• [What you have to do]:
Reproduce word for word the passage of the SFTP tutorial below, everything from "There are tutorials on" down to "on most servers.".

• [Text extract]:
There are tutorials on the internet of setting up SFTP servers in Linux. There are tutorials out there for using S3 as a mounted file system. This tutorial sets out to combine these two concepts in addition to setting up a fault-tolerant, highly-available environment in which to deploy your resulting server ready for production use.
If you want to skip the extra reading, skip ahead to setting it all up!
SFTP stands for Secure FTP (File Transfer Protocol) and is a protocol that runs on top of SSH typically accessed on port 22. Because it leverages SSH as the file transfer technology, users can be authenticated against these types of servers by using a username and a password and/or a public/private key pair. This type of authentication can be far more secure than a standard username and password combination found on most servers.
Amazon Web Services (or “AWS”) offers a wide-variety of products in the Infrastructure, Platform, and Software -as-a-Service (IaaS, PaaS, and SaaS) spaces that aid tremendously in your team’s devops environment. One of the biggest features that AWS provides that we will be leveraging for the setup of the SFTP server is the inherent resiliency in AWS’ services, specifically that which is found in their storage service, S3, and Availablity Zones (“AZs”).

• [Dataset content]:
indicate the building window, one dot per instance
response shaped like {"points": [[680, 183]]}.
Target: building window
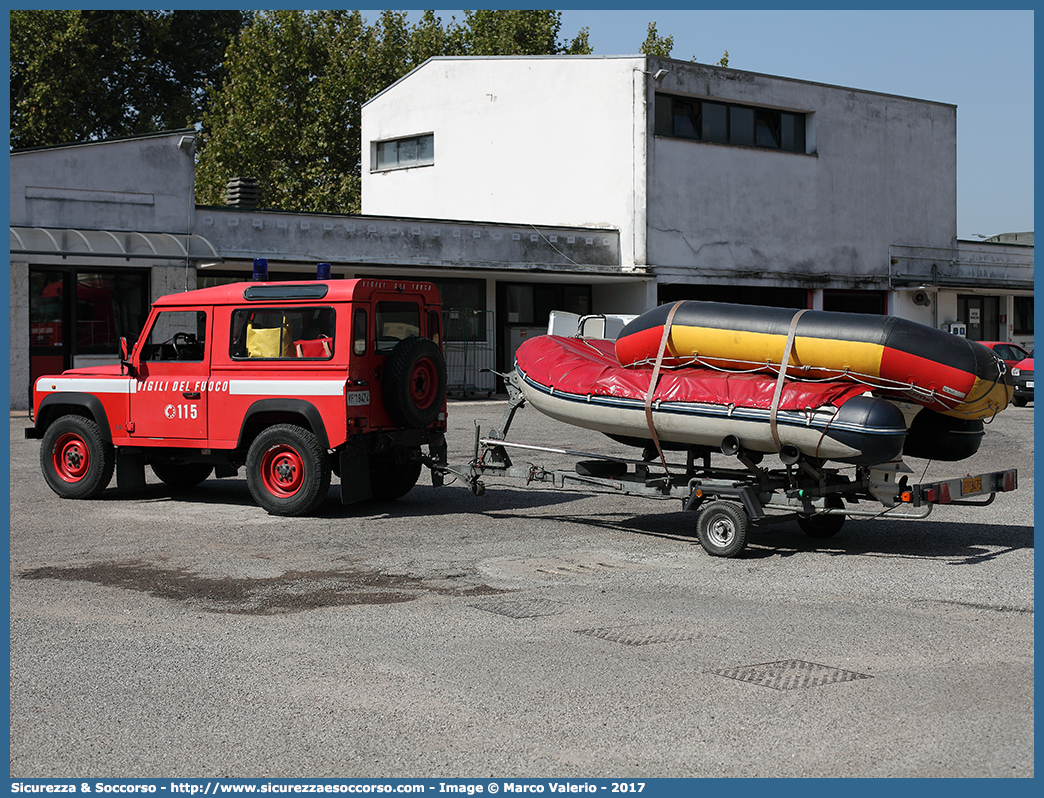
{"points": [[402, 154], [1023, 322], [464, 309], [80, 311], [728, 123]]}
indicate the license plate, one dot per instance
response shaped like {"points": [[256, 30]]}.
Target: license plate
{"points": [[358, 398]]}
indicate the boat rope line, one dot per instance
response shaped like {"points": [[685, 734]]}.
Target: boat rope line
{"points": [[656, 378], [784, 361]]}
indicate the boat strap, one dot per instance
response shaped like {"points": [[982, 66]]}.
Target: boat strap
{"points": [[656, 379], [791, 334]]}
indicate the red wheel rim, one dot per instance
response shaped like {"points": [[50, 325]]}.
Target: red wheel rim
{"points": [[423, 383], [71, 458], [282, 470]]}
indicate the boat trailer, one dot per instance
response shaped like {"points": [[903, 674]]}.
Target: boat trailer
{"points": [[729, 501]]}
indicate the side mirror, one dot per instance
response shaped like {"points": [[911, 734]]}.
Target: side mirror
{"points": [[125, 356]]}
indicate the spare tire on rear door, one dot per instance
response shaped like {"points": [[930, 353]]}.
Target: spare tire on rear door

• [Response]:
There are tutorials on the internet of setting up SFTP servers in Linux. There are tutorials out there for using S3 as a mounted file system. This tutorial sets out to combine these two concepts in addition to setting up a fault-tolerant, highly-available environment in which to deploy your resulting server ready for production use.
If you want to skip the extra reading, skip ahead to setting it all up!
SFTP stands for Secure FTP (File Transfer Protocol) and is a protocol that runs on top of SSH typically accessed on port 22. Because it leverages SSH as the file transfer technology, users can be authenticated against these types of servers by using a username and a password and/or a public/private key pair. This type of authentication can be far more secure than a standard username and password combination found on most servers.